Saved entries
# # # # # # #

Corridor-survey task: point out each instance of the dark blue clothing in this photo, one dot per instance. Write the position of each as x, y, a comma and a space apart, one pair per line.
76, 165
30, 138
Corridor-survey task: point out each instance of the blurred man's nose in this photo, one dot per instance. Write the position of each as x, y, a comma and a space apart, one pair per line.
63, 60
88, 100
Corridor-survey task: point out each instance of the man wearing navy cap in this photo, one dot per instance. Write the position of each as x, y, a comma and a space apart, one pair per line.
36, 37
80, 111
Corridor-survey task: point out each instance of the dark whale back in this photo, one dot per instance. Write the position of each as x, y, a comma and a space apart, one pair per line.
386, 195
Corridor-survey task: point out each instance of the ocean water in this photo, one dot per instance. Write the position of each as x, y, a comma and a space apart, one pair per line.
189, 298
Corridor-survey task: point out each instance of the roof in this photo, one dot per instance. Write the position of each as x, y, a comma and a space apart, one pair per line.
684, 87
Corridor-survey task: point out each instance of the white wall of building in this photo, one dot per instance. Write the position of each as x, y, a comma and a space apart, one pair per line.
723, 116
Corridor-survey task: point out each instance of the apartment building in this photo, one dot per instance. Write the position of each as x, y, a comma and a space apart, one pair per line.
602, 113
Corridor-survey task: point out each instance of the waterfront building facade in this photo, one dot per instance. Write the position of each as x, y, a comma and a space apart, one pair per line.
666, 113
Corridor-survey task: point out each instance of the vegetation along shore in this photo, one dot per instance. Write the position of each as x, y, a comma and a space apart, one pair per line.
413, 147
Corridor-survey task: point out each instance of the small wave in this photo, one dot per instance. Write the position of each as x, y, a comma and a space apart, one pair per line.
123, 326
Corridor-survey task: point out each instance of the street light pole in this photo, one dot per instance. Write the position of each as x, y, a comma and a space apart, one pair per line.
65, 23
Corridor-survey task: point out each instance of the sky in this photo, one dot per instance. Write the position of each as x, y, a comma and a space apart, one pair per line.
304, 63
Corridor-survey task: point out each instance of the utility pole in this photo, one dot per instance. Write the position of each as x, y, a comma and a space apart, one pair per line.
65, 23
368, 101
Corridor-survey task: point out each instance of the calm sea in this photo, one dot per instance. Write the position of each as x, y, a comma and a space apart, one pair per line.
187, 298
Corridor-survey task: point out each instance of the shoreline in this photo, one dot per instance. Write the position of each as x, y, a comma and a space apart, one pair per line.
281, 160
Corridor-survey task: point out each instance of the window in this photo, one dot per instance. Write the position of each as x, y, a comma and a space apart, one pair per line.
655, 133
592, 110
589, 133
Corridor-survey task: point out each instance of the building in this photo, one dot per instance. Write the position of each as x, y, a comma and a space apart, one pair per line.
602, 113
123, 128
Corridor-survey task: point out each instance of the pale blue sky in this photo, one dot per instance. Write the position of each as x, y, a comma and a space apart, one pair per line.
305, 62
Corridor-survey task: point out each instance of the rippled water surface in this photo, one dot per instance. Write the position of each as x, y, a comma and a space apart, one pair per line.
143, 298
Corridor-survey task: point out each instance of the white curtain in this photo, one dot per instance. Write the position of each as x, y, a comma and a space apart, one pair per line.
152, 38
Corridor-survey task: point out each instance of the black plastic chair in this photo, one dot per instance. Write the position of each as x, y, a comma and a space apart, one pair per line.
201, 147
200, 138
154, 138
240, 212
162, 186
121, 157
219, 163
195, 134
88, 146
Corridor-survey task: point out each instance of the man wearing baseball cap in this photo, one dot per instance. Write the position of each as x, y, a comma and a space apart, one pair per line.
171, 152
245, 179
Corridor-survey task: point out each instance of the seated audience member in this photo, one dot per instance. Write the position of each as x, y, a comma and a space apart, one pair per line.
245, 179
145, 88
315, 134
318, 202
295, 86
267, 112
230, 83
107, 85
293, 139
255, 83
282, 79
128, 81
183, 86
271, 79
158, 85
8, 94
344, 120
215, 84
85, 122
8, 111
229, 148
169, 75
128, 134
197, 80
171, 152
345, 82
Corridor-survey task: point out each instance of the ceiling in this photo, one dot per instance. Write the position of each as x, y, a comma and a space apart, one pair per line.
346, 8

# # # # # # #

Exercise directions = Your task is to transcribe the material exactly.

Task solution =
Corridor-survey task: point out each instance of the dark blue clothing in this photo, one dot per instance. Write the position of each as x, y, a comma and a space apart, one pair per line.
76, 165
30, 138
Corridor-survey task: point out each instance of the blurred man's nose in this photo, one dot per instance. Write the position of each as x, y, a comma and a space apart, one pair per line.
63, 60
88, 100
Corridor-survey task: point out each instance of the man wearing navy cap in this photo, one dot per instance. Write the position of each as x, y, a comma and a space apart, one pair per line.
36, 37
80, 111
Corridor-survey task: point out each instance of the dark whale back in this photo, one dot per instance. Write the position of each as x, y, a comma and a space apart, one pair per line.
386, 195
Corridor-survey task: point out each instance of the ocean water in this photo, one dot per instance. Write the position of each as x, y, a comma and a space apart, one pair per line.
189, 298
Corridor-survey task: point out each instance of the roof in this photo, one dot per instance. Write the position of each as x, y, a comma and a space apart, one pair per line.
684, 87
Corridor-survey task: point out each instance of the white wall of building in this photo, one dot per instance. Write the position of each as x, y, a comma and a space apart, one pair per line.
723, 116
Corridor-survey task: point out each instance of the apartment building in this photo, one dot per instance. Write the position of each as x, y, a comma and a space apart, one pair per line.
602, 113
Corridor-survey task: point out each instance of the waterfront building facade in this photo, one dot per instance. Write the position of each as x, y, a comma and a space apart, one pair per line.
666, 113
Corridor-survey task: point out each instance of the vegetation along shore in this photo, one dot per instance. Write the position of each as x, y, a comma and a space apart, one pair per line.
413, 147
Corridor-survey task: point out each instance of the small wave in this photo, one dot per instance. Write the position of each as x, y, a comma and a space apart, one pair per line.
123, 326
Corridor-survey task: point out each instance of the street light pole in this photo, one dot per instance. Write the position of each as x, y, a comma and a space apart, one pair per line.
65, 23
Corridor-survey task: point out each instance of the sky in this photo, one dot per instance. Write the position of each as x, y, a comma and a space apart, one pair per line.
304, 63
Corridor-survey task: point out each instance of the utility pole in this photo, one dot per instance. Write the position of each as x, y, a comma and a space apart, one pair per line.
65, 23
368, 101
Corridor-survey task: point out each instance of the calm sea in this photo, one dot per instance. Write the position of each as x, y, a comma and a space apart, one pair per line.
187, 298
Corridor-survey task: point out each instance of the shoreline in this photo, one dot per instance. Write the position of each as x, y, a comma and a space apart, one pair per line.
281, 160
Corridor-survey task: point out each instance of the window in this photo, one dot per instance. Write the position of each as x, y, a comma and a space apart, one pair per line.
655, 133
592, 110
589, 133
Corridor-survey task: point out each instance of the building in this photo, one dot per instance. Write the position of each as x, y, a comma and a space apart, one pair per line.
602, 113
123, 128
Corridor-survey task: point out each instance of the pale blue sky in this photo, one dot per instance. Write the position of each as x, y, a comma and a space apart, one pair per line.
305, 62
Corridor-survey task: point out each instance of the rippled water surface in this photo, one dot per instance. Write the position of each as x, y, a comma and a space apart, one pair per line.
143, 298
Corridor-survey task: point out each instance of the white curtain in this photo, one dot per instance. Write the position of each as x, y, a comma and a space apart, one pair per line.
152, 38
Corridor-survey task: point out each instance of the black plastic chair in this photo, one dot per instance. Write the position of each as x, y, a comma and a space apart, one pair per line.
201, 147
200, 138
154, 138
240, 212
162, 186
121, 157
219, 163
195, 134
88, 146
Corridor-survey task: point out each instance of the man wearing baseball cap in this photo, one dot per instance. Write the position of each as x, y, a comma and a space apart, one pair per line.
171, 152
245, 179
Corridor-survey task: point out each instance of the seated audience member in this photo, one dot per instance. Write the position of each as x, y, a comma and a space apart, one pair per line.
245, 179
145, 88
315, 134
318, 202
295, 86
267, 112
230, 83
107, 85
293, 139
255, 83
282, 79
128, 81
183, 86
271, 79
158, 85
8, 94
344, 120
215, 84
85, 122
8, 111
229, 148
169, 75
128, 134
197, 80
171, 152
345, 82
Corridor-survey task: point out each instance of the ceiling in this photo, one dot per instance. Write the position of each as x, y, a comma and a space apart, one pair per line.
346, 8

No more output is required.